Validation of the TFF3 structural model. (A) Ramachandran plot (PROCHECK), (B and C) PROSA Z-score, and (D) secondary structural features of the TFF3 protein structure, showing high-quality modeling results.

FIG. 4.

Structural and interaction analysis of the TFF3 protein using in silico tools. (A) ProtParam analysis showing the atomic composition and amino acid profile of the TFF3 protein. Notable residues include alanine (11.2%), leucine (10%), cysteine (10%), proline (7.5%), and glycine (6.2%), indicating a structure enriched in stabilizing amino acids. Visualization of protein contacts and atomic neighborhood for TFF3. (B) Chord plots illustrating secondary-level protein contacts, revealing inter-residue connectivity and interaction patterns. (C) Scatter plots displaying quantitative residue characteristics, including network centrality, residue extent, and solvent-accessible surface area, providing insights into structural and functional roles. (D) Asteroid plots offering a ligand- or residue-centric view of the atomic neighborhood, highlighting residues in the first and second interaction shells.

Molecular docking analysis

Molecular docking analysis was performed to assess the binding affinity between aminoglutethimide and TFF3 protein. The binding site of the TFF3 protein was identified and visualized using UCSF Chimera. The docking procedure was performed using AutoDock Vina, with the grid box defined around the predicted binding domain. Default grid parameters were applied, centered on the largest surface-accessible pocket of the modeled structure. The grid box was centered at coordinates (X: 4.23, Y: 12.90, Z: −10.16) with dimensions (Size X: 44.44, Y: 46.18, Z: 53.07) to encompass the entire active site region. The final docking run generated multiple binding poses, and the best pose was selected based on binding energy and RMSD criteria. The docking analysis demonstrated a binding affinity score of −6.1 kcal/mol, indicating a stable and potentially effective interaction between the drug and the target protein (Fig. 5). A lower binding affinity score generally reflects a stronger and more favorable interaction between the ligand (aminoglutethimide) and the receptor (TFF3).
+++
*Instructions*:
A: In the TFF3 text, write out the passage from "Validation of the" to "high-quality modeling results." again, changing "high-quality" to "reliable".
B: Translate this sentence from the TFF3 text into Spanish: "The binding site of the TFF3 protein was identified and visualized using UCSF Chimera."
Nothing in the lines after the text is needed here.
+++
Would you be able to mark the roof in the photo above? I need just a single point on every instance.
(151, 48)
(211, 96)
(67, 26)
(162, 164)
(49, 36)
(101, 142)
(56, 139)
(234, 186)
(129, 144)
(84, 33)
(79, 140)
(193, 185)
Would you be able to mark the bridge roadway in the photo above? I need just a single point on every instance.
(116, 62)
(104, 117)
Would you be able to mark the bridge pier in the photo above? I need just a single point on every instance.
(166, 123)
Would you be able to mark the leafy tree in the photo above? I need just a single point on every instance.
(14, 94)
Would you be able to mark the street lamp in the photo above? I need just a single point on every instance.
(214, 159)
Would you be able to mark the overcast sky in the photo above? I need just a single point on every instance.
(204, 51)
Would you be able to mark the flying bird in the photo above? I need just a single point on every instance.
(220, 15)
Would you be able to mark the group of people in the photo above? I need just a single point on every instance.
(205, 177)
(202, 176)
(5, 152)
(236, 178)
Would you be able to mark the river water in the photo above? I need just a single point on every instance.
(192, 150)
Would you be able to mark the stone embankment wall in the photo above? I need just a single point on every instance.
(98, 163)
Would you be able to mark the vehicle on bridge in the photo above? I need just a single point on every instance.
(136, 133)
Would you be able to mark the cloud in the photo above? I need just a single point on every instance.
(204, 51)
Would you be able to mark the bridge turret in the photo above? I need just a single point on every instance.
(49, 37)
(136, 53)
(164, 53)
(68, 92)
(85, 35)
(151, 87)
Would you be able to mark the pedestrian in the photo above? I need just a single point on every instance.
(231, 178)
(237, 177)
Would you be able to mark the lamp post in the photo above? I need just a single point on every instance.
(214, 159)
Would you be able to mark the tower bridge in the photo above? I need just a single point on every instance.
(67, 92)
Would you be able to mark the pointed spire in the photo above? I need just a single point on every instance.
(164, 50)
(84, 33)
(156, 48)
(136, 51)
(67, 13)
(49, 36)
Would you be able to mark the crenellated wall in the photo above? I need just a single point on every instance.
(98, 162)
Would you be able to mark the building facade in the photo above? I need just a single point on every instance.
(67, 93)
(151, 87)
+++
*List of answers*:
A:
Validation of the TFF3 structural model. (A) Ramachandran plot (PROCHECK), (B and C) PROSA Z-score, and (D) secondary structural features of the TFF3 protein structure, showing reliable modeling results.

B: El sitio de unión de la proteína TFF3 se identificó y visualizó con UCSF Chimera.